#### WHAT YOU ARE ASKED TO DO
If a line in the listing carries the word "face", return a copy of that line.

#### THE DATA
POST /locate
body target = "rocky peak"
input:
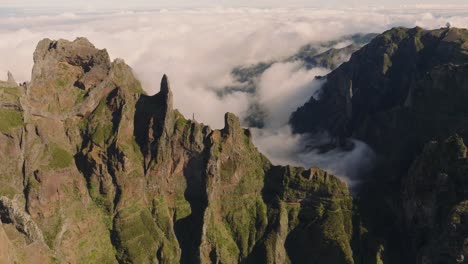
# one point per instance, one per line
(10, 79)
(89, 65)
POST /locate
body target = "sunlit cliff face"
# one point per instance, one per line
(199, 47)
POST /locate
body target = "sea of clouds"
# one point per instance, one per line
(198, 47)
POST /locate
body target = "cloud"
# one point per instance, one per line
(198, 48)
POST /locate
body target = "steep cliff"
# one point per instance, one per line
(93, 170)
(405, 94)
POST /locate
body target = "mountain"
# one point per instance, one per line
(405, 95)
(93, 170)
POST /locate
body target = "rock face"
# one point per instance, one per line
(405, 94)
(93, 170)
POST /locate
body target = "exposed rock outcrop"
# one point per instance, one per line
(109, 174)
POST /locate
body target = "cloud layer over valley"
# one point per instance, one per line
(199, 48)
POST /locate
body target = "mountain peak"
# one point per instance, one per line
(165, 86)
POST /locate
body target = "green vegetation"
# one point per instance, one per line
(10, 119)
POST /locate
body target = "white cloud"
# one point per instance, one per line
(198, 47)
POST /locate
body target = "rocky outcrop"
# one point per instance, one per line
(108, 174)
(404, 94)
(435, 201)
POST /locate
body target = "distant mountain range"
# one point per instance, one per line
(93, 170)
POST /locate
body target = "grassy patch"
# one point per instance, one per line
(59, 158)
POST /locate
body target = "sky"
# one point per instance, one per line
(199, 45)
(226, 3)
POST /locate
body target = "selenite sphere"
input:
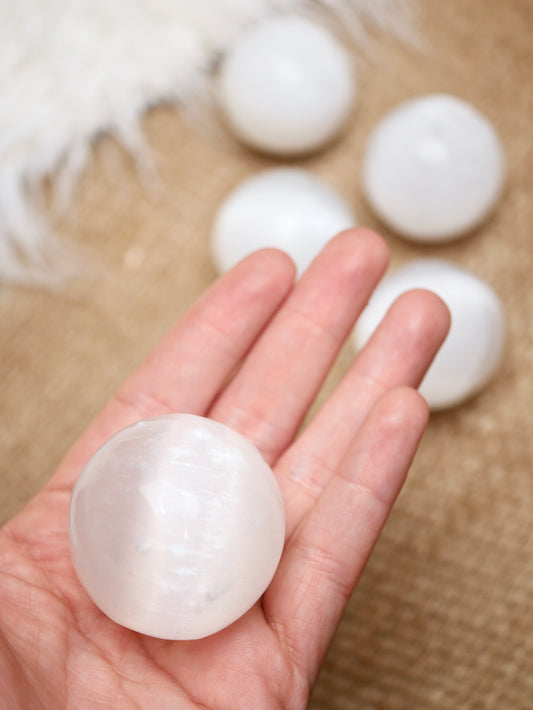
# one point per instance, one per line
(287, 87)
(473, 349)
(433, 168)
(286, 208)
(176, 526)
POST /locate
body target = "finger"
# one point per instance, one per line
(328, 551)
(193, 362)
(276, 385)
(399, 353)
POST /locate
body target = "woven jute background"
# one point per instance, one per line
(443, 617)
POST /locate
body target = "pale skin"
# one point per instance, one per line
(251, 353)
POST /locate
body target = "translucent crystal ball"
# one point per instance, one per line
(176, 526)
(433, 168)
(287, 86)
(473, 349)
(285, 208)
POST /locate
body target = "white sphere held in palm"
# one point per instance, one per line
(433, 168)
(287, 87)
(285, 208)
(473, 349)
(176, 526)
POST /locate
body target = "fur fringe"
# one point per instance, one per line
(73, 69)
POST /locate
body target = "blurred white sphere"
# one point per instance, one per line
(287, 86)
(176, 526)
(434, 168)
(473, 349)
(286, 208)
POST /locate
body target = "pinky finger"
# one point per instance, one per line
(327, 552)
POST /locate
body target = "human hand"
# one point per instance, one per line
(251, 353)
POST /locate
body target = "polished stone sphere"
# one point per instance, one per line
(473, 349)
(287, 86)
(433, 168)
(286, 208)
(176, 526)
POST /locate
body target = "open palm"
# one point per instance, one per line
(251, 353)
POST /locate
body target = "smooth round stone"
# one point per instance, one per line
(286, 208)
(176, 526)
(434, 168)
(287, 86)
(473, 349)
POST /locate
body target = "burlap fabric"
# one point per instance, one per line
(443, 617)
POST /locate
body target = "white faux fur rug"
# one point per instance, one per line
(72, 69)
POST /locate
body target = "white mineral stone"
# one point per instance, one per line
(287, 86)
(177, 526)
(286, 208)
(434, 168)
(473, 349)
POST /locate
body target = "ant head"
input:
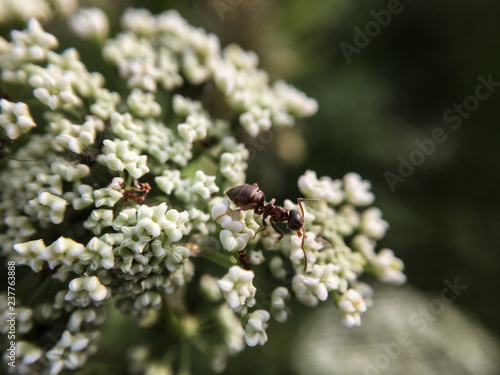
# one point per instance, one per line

#### RESULT
body target = "sunlit cliff face"
body target = "rock face"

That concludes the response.